[START Given data]

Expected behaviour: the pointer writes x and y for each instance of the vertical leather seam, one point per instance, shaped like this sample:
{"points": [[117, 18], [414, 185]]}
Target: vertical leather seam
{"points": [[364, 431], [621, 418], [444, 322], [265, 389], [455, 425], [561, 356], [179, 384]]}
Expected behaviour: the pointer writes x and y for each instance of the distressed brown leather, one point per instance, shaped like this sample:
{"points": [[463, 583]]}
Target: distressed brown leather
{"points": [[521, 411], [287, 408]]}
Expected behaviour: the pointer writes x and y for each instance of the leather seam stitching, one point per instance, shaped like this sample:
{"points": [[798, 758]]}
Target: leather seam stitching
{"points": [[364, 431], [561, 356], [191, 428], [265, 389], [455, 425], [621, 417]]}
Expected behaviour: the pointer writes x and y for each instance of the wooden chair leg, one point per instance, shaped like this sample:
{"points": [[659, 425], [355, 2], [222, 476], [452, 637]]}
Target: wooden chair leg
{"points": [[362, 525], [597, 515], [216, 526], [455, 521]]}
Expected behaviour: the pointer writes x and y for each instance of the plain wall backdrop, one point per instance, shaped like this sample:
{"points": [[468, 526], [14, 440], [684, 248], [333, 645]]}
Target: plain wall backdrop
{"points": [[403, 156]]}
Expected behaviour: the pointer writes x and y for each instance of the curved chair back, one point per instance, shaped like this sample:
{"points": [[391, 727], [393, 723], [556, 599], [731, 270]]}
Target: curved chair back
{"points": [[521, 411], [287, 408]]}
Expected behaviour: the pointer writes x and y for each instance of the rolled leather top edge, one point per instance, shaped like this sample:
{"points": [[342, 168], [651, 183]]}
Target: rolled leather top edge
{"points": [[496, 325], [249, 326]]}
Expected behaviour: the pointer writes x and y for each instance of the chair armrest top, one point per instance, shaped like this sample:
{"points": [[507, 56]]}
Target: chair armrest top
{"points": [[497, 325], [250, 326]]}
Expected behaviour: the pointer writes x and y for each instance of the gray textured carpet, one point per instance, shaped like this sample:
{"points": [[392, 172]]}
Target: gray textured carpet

[END Given data]

Exercise prompt: Set down the entries verbatim, leaving none out.

Exercise answer:
Expected behaviour: the pointer writes x and y for each instance of the vertical leather seam, one point per instance, shaped like this sample:
{"points": [[117, 18], [414, 185]]}
Target: vertical leather seam
{"points": [[364, 431], [621, 418], [444, 322], [265, 389], [455, 425], [561, 356], [179, 384]]}
Expected behaviour: the pointer writes x and y for each instance of the distressed brown leather, one point per instance, shaped like this sample:
{"points": [[463, 583]]}
Target: distressed brown leather
{"points": [[521, 411], [287, 408]]}
Expected behaviour: the pointer writes x and y for each instance of the leather seam stitching, one point per instance, shaped like this sample:
{"points": [[798, 758]]}
Target: leather seam stitching
{"points": [[364, 431], [561, 356], [191, 428], [265, 389], [455, 425], [621, 417]]}
Expected behaviour: the pointer writes x and y for each instance of the wooden chair leg, one point per instance, shaped like this sample:
{"points": [[659, 425], [355, 2], [222, 476], [452, 637]]}
Target: wooden chair leg
{"points": [[362, 525], [597, 515], [216, 526], [455, 521]]}
Expected behaviour: the pointer writes x and y for each instance of the plain wall backdrop, one point per instance, shaped like this sample:
{"points": [[468, 526], [14, 440], [684, 248], [333, 645]]}
Target: plain wall backdrop
{"points": [[403, 156]]}
Expected behaviour: the pointer writes x and y for each instance of the curved chair back, one point per instance, shaped like this sample:
{"points": [[391, 727], [393, 723], [556, 599], [731, 270]]}
Target: curved chair back
{"points": [[521, 411], [287, 408]]}
Expected behaviour: the pointer writes x and y for each instance of the rolled leather top edge, one point per instance, shaped like this sample:
{"points": [[342, 168], [651, 183]]}
Target: rolled leather top edge
{"points": [[496, 325], [249, 326]]}
Expected behaviour: the pointer writes x and y for each instance of the chair armrest top, one point per instance, shaped like this sample:
{"points": [[507, 56]]}
Target: chair armrest top
{"points": [[497, 325], [250, 326]]}
Expected behaviour: the pointer writes x and y for each instance of the gray textured carpet, one point per instance, shaped like this sample:
{"points": [[392, 172]]}
Target: gray textured carpet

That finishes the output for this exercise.